Supplied material =>
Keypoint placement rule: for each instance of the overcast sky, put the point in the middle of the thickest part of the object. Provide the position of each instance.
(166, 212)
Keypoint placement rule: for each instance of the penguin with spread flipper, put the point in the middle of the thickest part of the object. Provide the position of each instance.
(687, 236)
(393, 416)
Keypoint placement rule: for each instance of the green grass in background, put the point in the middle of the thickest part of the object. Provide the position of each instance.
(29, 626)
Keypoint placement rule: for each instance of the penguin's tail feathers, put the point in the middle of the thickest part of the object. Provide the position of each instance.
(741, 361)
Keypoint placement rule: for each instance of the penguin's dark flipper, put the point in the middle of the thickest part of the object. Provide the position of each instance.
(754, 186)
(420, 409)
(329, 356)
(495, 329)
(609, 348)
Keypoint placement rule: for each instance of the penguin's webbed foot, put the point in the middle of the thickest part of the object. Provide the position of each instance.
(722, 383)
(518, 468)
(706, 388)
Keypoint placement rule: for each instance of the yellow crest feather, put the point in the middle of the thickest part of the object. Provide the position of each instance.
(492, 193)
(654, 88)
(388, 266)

* * *

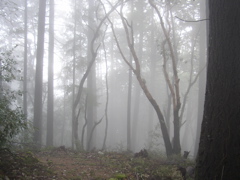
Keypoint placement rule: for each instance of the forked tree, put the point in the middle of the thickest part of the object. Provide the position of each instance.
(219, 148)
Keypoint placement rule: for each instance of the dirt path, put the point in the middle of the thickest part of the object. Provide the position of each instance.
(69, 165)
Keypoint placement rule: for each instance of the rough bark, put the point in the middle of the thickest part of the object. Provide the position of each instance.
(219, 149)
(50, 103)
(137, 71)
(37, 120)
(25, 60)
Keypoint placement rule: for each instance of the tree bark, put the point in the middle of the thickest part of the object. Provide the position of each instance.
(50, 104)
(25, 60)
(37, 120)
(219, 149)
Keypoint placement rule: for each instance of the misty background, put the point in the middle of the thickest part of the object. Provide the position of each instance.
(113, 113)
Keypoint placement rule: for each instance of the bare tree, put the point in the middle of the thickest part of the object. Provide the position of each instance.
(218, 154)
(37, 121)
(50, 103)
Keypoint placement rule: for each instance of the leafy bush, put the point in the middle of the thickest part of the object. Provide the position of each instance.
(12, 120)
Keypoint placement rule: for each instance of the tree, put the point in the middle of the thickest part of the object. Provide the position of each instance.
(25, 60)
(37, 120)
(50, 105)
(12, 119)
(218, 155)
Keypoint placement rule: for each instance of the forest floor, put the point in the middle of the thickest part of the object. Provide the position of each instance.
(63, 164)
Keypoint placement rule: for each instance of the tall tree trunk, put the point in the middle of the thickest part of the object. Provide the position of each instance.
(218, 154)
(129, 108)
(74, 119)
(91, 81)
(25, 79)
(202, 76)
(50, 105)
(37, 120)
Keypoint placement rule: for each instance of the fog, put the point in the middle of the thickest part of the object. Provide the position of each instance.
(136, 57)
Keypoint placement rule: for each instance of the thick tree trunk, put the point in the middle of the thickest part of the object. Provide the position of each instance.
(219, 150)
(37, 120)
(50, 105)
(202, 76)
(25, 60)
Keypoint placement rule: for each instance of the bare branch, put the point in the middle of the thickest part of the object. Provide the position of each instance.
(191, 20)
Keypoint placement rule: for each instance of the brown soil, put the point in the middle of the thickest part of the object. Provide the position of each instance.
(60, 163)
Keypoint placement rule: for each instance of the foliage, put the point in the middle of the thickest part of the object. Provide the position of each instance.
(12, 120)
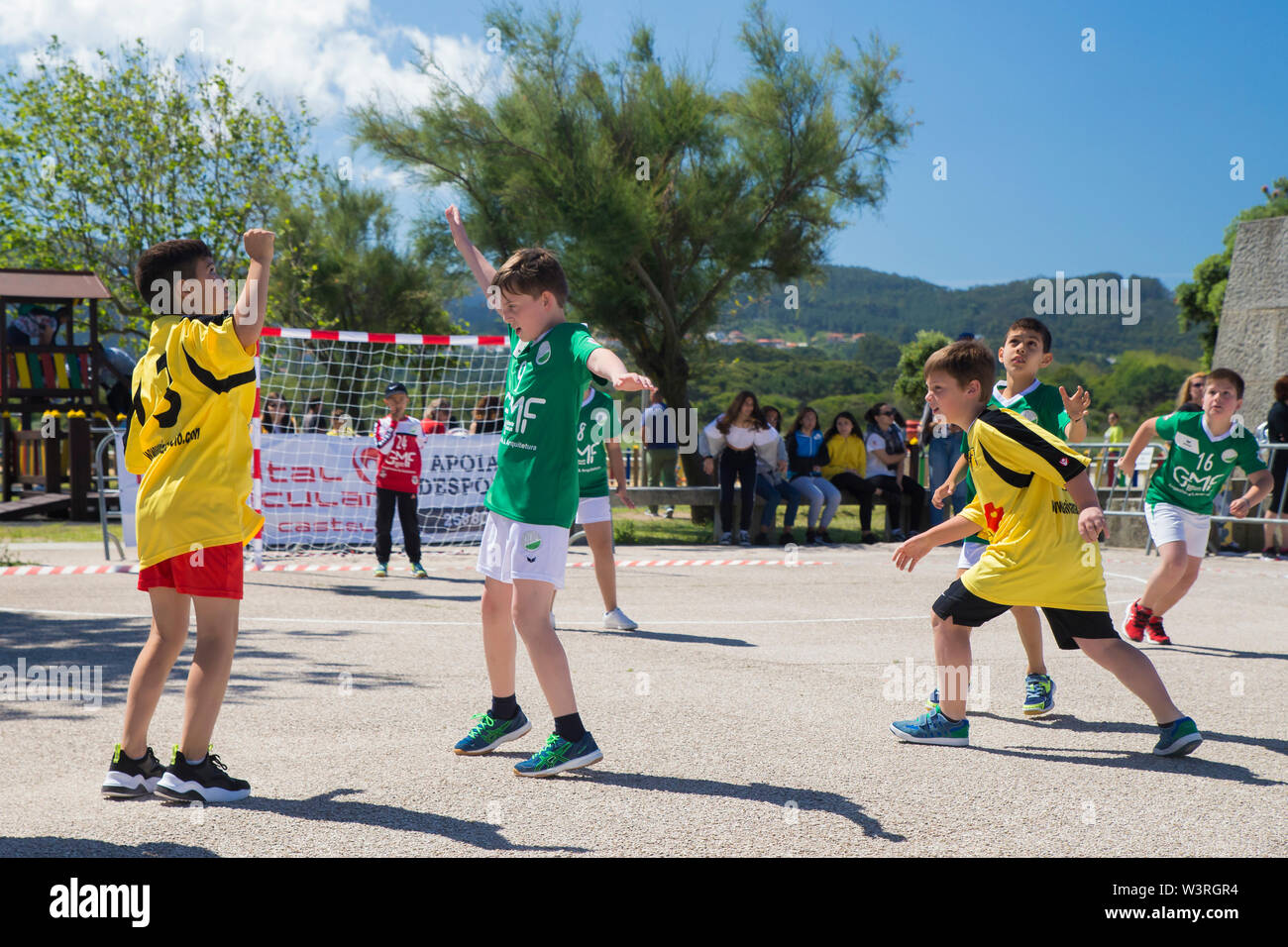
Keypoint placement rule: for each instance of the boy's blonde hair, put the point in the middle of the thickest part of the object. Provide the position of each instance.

---

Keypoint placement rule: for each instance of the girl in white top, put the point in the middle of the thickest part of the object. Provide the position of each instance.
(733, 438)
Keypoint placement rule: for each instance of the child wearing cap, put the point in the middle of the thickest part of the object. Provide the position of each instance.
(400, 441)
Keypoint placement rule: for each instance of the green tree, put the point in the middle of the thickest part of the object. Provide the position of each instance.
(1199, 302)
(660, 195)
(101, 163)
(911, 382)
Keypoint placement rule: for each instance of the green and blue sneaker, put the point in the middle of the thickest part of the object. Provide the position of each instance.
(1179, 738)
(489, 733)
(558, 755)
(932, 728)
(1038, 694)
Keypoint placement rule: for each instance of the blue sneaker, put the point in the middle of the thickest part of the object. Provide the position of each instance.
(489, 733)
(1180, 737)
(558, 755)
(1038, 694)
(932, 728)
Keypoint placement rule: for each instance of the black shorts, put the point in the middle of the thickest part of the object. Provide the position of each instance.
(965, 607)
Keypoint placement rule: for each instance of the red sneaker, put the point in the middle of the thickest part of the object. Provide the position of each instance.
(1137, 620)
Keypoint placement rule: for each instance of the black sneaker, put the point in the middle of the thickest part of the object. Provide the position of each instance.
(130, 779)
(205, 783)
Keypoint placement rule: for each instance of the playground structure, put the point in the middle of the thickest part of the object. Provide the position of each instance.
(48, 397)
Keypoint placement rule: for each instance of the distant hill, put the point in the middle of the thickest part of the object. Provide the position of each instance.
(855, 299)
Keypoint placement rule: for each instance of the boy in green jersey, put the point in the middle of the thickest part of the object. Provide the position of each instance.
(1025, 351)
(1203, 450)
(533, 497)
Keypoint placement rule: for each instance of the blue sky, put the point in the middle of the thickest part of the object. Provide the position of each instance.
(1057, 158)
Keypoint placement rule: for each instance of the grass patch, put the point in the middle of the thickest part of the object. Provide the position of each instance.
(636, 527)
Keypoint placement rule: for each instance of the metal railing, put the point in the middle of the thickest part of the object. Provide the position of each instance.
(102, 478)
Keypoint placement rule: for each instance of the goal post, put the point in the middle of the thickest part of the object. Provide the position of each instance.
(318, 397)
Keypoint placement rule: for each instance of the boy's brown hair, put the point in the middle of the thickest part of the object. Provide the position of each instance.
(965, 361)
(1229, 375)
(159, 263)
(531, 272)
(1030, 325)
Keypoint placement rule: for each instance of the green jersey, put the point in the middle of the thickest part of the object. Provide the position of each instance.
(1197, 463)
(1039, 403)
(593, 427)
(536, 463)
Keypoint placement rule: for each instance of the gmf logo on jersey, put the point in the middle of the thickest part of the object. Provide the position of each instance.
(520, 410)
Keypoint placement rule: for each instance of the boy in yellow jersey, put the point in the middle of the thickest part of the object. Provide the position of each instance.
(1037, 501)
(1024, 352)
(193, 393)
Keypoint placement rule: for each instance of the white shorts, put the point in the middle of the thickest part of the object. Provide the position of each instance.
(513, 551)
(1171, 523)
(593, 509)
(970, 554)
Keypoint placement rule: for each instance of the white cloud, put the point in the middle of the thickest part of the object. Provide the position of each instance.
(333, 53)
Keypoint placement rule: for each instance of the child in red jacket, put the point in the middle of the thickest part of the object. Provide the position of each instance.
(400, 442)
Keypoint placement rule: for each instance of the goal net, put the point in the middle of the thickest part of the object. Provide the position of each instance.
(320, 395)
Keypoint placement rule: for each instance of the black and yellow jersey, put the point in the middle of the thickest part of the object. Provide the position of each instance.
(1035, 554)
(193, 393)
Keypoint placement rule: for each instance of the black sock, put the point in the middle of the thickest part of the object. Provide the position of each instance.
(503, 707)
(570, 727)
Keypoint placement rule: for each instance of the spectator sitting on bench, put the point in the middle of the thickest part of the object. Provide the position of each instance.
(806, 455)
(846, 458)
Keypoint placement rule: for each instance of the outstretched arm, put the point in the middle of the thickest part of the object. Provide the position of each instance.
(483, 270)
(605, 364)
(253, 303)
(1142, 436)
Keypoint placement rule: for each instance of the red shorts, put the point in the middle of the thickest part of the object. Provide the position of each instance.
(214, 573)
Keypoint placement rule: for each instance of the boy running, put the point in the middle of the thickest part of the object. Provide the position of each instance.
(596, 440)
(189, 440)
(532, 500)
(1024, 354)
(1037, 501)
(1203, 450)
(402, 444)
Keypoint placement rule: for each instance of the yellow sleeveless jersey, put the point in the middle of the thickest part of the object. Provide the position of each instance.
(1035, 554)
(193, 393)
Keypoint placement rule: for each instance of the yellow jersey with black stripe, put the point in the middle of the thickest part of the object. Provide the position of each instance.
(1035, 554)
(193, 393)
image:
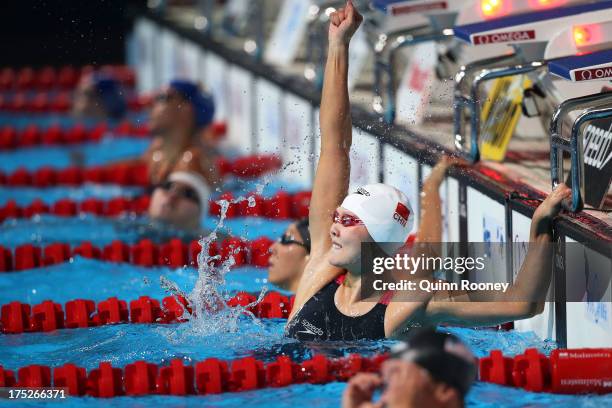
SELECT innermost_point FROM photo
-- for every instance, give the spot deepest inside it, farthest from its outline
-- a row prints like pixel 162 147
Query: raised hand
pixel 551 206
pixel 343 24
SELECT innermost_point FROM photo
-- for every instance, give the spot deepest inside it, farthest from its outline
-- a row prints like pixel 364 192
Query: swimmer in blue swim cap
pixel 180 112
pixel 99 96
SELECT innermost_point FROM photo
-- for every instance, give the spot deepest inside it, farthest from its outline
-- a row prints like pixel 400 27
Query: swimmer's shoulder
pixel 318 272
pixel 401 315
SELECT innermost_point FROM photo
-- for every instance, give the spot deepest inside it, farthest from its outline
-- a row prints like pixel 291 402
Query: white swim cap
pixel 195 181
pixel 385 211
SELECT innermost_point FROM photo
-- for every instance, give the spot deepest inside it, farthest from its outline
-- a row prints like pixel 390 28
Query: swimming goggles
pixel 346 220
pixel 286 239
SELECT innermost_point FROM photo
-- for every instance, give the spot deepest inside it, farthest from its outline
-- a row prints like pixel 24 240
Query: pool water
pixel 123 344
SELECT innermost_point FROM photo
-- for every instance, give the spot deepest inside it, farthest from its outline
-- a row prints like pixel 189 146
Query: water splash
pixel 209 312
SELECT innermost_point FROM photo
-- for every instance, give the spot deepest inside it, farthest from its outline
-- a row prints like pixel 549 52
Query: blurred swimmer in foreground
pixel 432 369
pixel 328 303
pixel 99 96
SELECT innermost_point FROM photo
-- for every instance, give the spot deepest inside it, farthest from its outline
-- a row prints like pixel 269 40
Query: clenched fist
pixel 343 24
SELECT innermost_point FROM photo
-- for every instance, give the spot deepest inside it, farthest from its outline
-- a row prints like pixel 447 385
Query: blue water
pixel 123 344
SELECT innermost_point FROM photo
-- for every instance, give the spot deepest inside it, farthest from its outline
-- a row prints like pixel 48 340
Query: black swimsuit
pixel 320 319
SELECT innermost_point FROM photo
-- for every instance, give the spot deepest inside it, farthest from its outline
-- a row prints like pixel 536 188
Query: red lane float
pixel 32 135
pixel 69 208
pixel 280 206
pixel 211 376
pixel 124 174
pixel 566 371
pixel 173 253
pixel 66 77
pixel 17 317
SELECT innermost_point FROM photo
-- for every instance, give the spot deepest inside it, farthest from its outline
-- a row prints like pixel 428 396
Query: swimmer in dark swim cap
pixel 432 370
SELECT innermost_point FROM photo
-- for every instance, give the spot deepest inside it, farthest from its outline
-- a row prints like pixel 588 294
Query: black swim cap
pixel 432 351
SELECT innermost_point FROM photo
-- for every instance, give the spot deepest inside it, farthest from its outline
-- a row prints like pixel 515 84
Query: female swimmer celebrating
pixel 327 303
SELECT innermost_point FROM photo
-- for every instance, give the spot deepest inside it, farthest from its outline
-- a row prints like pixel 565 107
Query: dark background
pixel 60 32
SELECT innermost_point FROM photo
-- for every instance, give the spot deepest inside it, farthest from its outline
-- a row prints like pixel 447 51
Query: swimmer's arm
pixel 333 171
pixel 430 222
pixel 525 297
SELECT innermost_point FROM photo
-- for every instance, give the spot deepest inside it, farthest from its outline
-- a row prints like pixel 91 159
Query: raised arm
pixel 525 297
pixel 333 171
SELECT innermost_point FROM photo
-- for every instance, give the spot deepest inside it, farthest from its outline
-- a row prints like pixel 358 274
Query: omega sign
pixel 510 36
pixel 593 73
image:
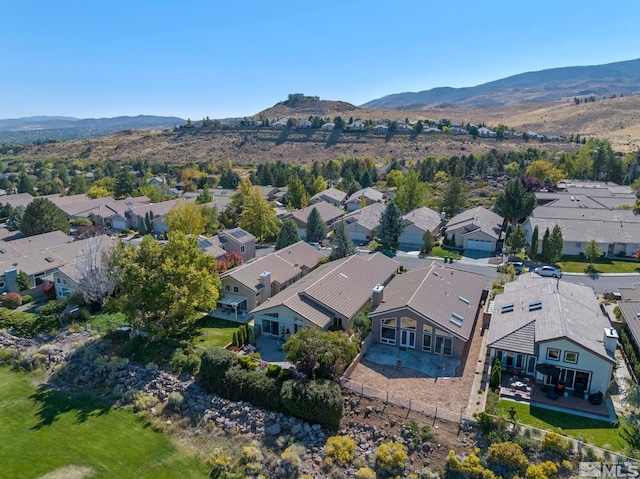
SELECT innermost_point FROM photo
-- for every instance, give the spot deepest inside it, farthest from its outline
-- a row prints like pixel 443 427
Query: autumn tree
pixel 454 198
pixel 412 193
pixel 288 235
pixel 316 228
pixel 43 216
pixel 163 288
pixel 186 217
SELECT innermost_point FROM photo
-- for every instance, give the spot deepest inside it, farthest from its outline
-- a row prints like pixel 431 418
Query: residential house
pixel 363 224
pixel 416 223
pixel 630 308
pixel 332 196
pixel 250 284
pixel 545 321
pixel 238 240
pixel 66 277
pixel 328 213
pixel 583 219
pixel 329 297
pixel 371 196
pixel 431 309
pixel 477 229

Exercise =>
Write out exactly the run of lines above that starts at the line containing "-- a row prints like pixel 91 159" and ends at the line containing "-- a row prints like pixel 443 427". Include both, and leave the pictures out.

Task solution =>
-- a row prints like pixel 91 159
Query: raised arm
pixel 525 297
pixel 333 171
SELECT innermost_point FROM photo
-- for every instance, give the spot deepest inside it, farthest from its outline
-- a row prints like pixel 358 274
Query: omega sign
pixel 510 36
pixel 593 73
image:
SELECT innermost_point FROM photo
-- for every instance, give the spot deepest inside it, farthest from its outline
-- a row prints like pixel 443 427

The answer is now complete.